§ YOUR GOAL
Could you copy out every line of the material below word for word, leaving the pictures out of your answer?

— Start of INPUT FOR THIS TASK —

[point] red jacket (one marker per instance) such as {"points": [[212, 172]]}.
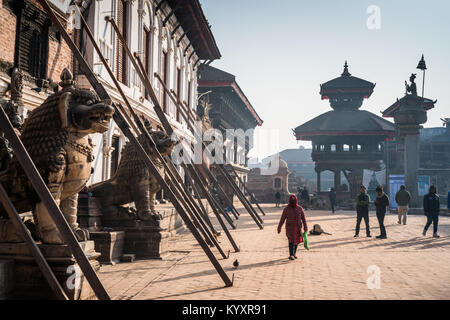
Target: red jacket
{"points": [[295, 222]]}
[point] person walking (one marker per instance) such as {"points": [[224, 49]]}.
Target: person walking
{"points": [[431, 207], [277, 199], [402, 197], [362, 211], [305, 198], [381, 203], [332, 197], [294, 216]]}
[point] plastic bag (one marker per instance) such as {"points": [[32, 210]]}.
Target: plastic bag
{"points": [[305, 240]]}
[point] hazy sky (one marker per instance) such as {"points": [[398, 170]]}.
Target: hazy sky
{"points": [[281, 51]]}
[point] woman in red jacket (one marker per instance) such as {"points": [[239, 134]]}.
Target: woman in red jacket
{"points": [[294, 216]]}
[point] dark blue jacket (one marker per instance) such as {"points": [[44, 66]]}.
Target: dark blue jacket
{"points": [[431, 203]]}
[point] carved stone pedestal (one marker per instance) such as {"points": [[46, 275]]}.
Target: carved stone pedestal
{"points": [[29, 283], [145, 240], [109, 245]]}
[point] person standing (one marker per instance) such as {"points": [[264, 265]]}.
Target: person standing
{"points": [[381, 203], [305, 198], [402, 197], [332, 196], [431, 207], [277, 199], [362, 211], [294, 216]]}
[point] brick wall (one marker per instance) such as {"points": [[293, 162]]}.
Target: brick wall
{"points": [[59, 56], [7, 34]]}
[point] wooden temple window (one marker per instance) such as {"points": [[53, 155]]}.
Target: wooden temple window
{"points": [[115, 143], [32, 39], [277, 183], [123, 24]]}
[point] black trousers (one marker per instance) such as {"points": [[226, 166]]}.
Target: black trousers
{"points": [[380, 217], [362, 213], [292, 249], [432, 218]]}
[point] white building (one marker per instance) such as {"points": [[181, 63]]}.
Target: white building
{"points": [[171, 36]]}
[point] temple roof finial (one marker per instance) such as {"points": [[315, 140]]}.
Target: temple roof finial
{"points": [[346, 73]]}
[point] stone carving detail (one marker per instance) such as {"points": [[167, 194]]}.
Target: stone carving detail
{"points": [[11, 108], [56, 137], [412, 88], [133, 182]]}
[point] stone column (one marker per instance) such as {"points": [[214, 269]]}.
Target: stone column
{"points": [[408, 120], [411, 160], [337, 179]]}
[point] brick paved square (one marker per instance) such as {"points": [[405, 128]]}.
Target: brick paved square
{"points": [[411, 266]]}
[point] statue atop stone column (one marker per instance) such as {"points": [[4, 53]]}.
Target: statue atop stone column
{"points": [[11, 108], [412, 88], [55, 135]]}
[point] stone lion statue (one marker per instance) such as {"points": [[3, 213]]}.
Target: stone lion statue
{"points": [[56, 137], [133, 182]]}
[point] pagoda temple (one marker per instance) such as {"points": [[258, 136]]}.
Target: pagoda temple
{"points": [[346, 140]]}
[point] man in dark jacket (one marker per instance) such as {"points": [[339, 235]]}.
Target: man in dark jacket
{"points": [[305, 198], [332, 196], [381, 203], [362, 211], [277, 199], [431, 207], [402, 197]]}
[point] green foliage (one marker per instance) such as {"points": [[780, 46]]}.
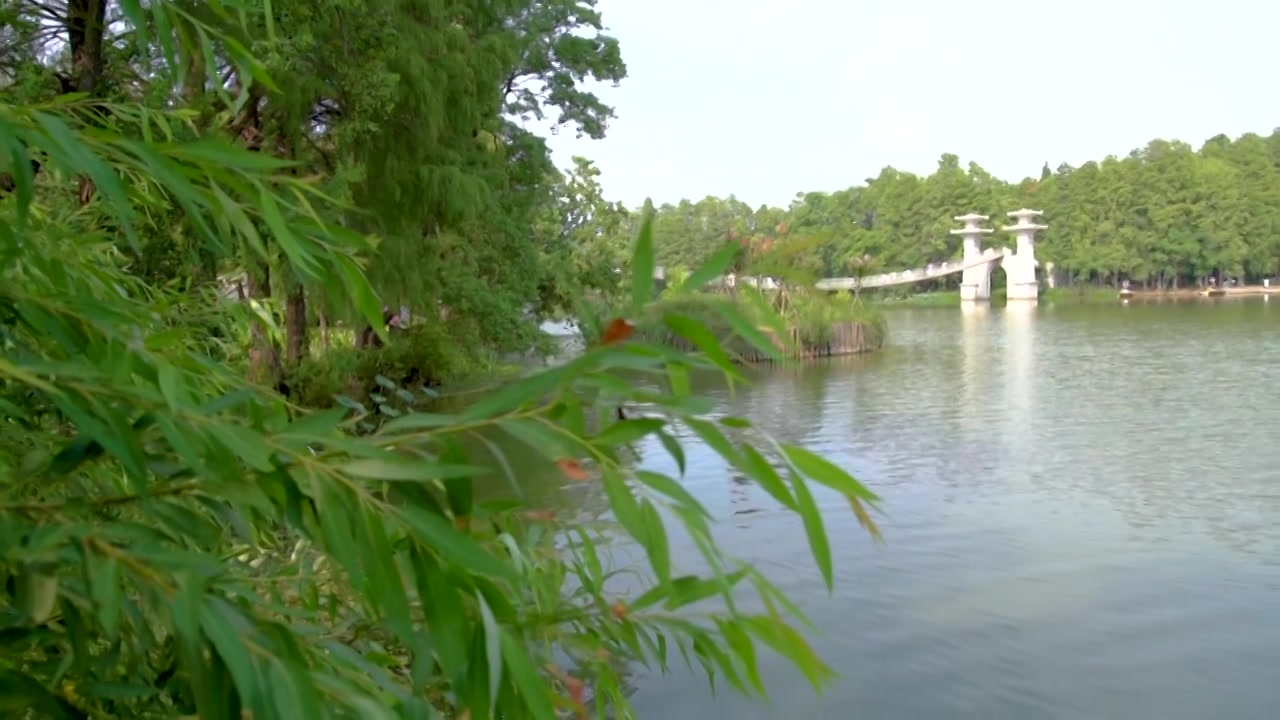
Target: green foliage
{"points": [[423, 355], [1164, 215], [177, 541]]}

— End of INPUT FOR THIS TASK —

§ ANSWER FOR THE TASK
[point] red jacket (one marker per instance) such as {"points": [[212, 172]]}.
Target: red jacket
{"points": [[295, 222]]}
[point] person walking (one marker per instance) such as {"points": [[224, 49]]}.
Target: person walking
{"points": [[431, 207], [277, 199], [402, 197], [362, 211], [305, 198], [381, 203], [332, 197], [294, 216]]}
[point] plastic bag (one marker per instance) such as {"points": [[32, 210]]}.
Target: plastic bag
{"points": [[305, 240]]}
[point] hazy sky (one marker per instance) such as {"points": [[398, 170]]}.
Target: hazy sky
{"points": [[281, 51]]}
[point] woman in red jacket (one marker per instance) such as {"points": [[239, 134]]}.
Target: woman in red jacket
{"points": [[294, 216]]}
[point] dark blue jacket (one marker per instance) such as {"points": [[44, 66]]}.
Target: dark blue jacket
{"points": [[431, 203]]}
[point] carved stone pedestal (one marker per instance) such as {"points": [[46, 275]]}.
Target: carved stone pedestal
{"points": [[29, 283], [145, 240], [109, 245]]}
[point] person standing (one marker per instance) such as {"points": [[264, 265]]}.
Target: person standing
{"points": [[381, 203], [305, 198], [402, 197], [332, 196], [431, 207], [277, 199], [362, 211], [294, 216]]}
[point] brick wall (one marker per instance) such as {"points": [[293, 162]]}.
Target: brick wall
{"points": [[59, 56], [7, 34]]}
[point] wooden temple window (one marker per instance) such as {"points": [[53, 155]]}.
Target: wooden temple window
{"points": [[115, 143], [32, 39], [277, 183], [123, 24]]}
[point] black trousers (one marker per instance) such as {"points": [[226, 166]]}.
Target: black trousers
{"points": [[380, 217], [362, 213], [292, 249], [432, 218]]}
[point] white building (one marker per instance) such as {"points": [[181, 63]]}.
Target: white building
{"points": [[171, 36]]}
[point] temple roof finial (one marker per instance) such as {"points": [[315, 140]]}.
Target: temple roof finial
{"points": [[346, 73]]}
[point] stone carving detail (one marker per instance) such as {"points": [[167, 194]]}.
Target: stone carving detail
{"points": [[11, 108], [56, 137], [412, 88], [133, 182]]}
[point] stone column (one marker per instance) such as {"points": [[214, 269]]}.
Target: stone column
{"points": [[408, 120], [411, 160], [337, 179]]}
[point] brick paved square (one marker per instance) such as {"points": [[405, 128]]}.
Target: brick paved square
{"points": [[411, 266]]}
[point] statue atop stone column (one marker per instance) such as {"points": [[4, 53]]}.
Target: statue atop stone column
{"points": [[11, 108], [412, 88], [55, 135]]}
[point] stone lion statue (one marker per instance) such as {"points": [[3, 213]]}.
Target: stone lion statue
{"points": [[56, 137], [133, 182]]}
[point] pagoda temple (one marker per instance) such as {"points": [[258, 136]]}.
Target: pagoda temple
{"points": [[346, 140]]}
[point] man in dark jacket (one marker per instance) such as {"points": [[339, 235]]}.
Target: man in dark jacket
{"points": [[305, 198], [332, 196], [381, 203], [362, 211], [277, 199], [431, 207], [402, 197]]}
[point] green foliage (one marker per instance) such as {"points": [[780, 46]]}.
Target: green foliage
{"points": [[423, 355], [1164, 215], [177, 541]]}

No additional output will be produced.